◆ **Pernyataan Tugas**: Ganti "shortbread cookie" dengan "butter cookie" pada bagian yang dimulai dari baris berisi "Task: locate the shortbread" hingga baris berisi "x=135 y=366", lalu tuliskan kembali bagian itu tanpa perubahan lain.

___ Data yang Disediakan

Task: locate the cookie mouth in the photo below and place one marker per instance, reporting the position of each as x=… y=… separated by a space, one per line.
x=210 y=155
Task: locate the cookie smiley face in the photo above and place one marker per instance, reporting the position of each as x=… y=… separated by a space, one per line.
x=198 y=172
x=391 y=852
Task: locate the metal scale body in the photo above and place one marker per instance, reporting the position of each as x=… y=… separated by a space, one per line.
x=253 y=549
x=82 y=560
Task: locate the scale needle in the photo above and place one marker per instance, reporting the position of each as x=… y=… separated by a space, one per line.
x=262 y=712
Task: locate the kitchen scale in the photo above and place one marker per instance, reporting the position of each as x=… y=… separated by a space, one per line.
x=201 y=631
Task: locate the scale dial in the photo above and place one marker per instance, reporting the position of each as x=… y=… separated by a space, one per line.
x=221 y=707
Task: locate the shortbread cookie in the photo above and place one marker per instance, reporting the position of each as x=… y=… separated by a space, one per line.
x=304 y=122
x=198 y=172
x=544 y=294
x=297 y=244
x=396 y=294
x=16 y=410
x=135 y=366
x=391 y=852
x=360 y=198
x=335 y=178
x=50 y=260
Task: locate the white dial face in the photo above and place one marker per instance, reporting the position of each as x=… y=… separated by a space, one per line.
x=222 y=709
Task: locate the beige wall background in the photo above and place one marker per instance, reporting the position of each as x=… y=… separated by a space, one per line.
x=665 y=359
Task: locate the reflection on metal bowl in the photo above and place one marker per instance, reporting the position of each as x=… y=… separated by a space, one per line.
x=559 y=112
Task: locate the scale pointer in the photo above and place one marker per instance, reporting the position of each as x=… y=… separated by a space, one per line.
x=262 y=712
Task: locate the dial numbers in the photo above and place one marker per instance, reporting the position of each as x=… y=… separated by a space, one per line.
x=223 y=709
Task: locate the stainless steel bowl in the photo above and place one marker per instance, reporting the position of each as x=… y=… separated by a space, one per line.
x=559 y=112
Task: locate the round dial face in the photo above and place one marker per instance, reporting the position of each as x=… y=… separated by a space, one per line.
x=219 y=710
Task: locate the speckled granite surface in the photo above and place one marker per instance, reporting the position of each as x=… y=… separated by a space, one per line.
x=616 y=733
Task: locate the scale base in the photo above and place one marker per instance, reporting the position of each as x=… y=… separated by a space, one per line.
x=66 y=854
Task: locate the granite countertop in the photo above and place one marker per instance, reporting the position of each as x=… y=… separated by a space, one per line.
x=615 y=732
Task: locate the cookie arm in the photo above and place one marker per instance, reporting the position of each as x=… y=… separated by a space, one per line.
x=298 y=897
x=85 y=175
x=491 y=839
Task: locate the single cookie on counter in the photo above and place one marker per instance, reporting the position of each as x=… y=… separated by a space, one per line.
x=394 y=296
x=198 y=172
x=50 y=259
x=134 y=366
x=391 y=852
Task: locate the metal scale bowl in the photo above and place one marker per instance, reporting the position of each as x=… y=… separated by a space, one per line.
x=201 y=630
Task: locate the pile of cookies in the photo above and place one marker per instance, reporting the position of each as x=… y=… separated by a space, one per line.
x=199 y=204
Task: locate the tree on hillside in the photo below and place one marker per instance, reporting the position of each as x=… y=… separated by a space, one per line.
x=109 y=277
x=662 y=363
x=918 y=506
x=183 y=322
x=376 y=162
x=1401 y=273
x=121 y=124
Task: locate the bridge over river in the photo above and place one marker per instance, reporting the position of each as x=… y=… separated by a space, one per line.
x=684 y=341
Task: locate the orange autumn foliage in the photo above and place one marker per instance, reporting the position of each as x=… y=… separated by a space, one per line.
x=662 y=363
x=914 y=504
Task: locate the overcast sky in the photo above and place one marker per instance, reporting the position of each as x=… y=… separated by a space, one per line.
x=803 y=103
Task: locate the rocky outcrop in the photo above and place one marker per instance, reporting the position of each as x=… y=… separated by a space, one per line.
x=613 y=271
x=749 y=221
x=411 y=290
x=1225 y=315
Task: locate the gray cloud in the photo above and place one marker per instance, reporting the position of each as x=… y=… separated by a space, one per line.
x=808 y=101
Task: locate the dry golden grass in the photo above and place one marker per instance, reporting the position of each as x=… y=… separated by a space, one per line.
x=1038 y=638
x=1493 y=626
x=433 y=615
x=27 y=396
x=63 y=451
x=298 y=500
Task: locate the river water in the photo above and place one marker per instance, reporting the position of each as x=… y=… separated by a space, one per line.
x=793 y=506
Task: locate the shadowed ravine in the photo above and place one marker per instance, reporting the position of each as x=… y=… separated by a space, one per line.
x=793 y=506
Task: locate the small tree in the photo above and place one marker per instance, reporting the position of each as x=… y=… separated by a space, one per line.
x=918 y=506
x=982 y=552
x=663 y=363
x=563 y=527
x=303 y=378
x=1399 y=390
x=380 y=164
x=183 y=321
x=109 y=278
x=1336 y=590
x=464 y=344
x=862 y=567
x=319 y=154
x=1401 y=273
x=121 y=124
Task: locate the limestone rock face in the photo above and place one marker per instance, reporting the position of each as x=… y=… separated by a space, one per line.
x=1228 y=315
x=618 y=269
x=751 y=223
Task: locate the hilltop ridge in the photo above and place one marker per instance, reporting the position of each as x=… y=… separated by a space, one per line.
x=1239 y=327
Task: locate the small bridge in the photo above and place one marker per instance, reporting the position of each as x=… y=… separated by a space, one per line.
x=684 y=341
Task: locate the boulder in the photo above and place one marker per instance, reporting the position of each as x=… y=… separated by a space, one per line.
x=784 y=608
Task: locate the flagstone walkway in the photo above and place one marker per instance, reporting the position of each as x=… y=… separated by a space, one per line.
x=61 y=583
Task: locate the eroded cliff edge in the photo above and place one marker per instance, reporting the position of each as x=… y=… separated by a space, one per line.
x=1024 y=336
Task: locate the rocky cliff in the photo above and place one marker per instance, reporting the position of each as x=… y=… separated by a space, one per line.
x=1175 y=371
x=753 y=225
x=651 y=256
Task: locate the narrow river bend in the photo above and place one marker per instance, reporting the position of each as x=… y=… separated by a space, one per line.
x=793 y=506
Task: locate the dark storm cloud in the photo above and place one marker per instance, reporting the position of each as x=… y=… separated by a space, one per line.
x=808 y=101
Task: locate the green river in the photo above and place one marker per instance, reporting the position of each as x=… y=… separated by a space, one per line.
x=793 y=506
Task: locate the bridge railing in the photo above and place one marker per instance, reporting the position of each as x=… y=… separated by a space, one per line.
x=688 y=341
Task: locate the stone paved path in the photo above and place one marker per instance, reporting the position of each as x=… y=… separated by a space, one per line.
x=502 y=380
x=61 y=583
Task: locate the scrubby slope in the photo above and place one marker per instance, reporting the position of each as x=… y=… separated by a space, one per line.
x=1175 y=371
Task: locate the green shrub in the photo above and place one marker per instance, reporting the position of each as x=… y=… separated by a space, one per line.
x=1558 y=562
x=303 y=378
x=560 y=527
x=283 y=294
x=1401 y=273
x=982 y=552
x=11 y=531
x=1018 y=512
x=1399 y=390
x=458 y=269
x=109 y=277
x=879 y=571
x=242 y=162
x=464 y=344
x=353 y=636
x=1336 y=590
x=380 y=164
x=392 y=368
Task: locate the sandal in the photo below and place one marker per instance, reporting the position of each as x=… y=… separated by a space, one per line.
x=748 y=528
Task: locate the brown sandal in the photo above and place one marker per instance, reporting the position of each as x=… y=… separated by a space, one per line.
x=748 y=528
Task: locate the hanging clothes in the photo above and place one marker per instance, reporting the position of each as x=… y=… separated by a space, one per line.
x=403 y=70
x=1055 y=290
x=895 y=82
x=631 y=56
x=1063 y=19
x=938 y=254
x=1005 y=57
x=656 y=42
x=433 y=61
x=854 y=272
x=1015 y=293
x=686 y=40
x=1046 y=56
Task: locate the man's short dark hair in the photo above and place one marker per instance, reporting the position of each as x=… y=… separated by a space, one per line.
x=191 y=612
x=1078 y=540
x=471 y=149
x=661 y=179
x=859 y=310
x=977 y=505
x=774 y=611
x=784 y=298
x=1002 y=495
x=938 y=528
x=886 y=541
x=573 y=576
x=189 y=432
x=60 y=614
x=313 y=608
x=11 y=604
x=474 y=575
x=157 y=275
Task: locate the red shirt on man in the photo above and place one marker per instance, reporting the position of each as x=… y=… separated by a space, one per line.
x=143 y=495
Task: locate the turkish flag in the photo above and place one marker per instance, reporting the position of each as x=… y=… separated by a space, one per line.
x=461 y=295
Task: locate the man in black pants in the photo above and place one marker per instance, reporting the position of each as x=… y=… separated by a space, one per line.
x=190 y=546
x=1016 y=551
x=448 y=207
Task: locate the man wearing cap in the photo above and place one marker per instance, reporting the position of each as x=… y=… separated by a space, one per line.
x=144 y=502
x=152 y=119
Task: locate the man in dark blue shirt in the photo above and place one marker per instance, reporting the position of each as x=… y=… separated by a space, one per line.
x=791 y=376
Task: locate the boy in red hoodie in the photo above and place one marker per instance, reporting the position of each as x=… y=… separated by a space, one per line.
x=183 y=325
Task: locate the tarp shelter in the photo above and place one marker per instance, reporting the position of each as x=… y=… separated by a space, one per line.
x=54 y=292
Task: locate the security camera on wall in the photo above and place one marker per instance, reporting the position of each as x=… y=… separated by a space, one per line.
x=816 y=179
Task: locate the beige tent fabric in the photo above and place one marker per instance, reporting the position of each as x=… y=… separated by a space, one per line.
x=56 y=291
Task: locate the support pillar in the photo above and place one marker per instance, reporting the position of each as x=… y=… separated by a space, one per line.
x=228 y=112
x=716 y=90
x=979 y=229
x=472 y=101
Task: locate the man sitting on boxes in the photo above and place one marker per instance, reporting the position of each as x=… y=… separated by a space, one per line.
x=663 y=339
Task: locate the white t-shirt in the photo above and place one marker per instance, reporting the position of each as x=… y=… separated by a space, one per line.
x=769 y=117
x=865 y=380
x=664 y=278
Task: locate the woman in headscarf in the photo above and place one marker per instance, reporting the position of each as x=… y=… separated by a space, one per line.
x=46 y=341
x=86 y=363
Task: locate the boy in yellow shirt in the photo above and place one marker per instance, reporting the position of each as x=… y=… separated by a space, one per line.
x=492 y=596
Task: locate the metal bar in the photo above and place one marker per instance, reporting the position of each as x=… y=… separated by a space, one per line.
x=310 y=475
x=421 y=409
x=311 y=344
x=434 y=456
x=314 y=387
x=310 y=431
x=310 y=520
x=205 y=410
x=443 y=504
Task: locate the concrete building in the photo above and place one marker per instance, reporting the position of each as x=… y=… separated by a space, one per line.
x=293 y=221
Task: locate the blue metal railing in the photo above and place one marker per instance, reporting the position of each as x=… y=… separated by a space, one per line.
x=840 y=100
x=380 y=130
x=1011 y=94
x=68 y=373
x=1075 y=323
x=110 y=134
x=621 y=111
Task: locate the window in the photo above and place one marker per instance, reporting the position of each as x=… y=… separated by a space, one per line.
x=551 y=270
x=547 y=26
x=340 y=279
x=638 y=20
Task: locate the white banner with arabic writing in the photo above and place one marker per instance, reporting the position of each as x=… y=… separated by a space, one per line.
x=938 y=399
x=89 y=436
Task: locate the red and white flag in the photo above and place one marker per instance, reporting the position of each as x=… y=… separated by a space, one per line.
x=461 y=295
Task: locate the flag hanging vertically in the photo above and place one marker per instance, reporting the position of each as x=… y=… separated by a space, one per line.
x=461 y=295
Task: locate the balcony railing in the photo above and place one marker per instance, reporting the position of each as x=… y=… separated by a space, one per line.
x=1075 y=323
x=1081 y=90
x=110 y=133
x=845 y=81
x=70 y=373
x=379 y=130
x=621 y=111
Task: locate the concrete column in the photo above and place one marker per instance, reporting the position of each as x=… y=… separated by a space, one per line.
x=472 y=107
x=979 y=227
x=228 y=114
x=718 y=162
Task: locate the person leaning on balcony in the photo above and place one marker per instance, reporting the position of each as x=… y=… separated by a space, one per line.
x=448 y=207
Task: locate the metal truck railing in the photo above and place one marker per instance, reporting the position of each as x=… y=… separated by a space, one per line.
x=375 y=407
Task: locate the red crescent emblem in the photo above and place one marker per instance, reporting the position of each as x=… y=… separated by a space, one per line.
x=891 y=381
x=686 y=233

______

◆ **Jawaban Berikut**:
Task: locate the butter cookie in the photo above and place one marker per instance, reporting the position of each as x=… y=… separated by a space, one per line.
x=304 y=122
x=198 y=172
x=544 y=294
x=297 y=244
x=396 y=294
x=16 y=410
x=135 y=366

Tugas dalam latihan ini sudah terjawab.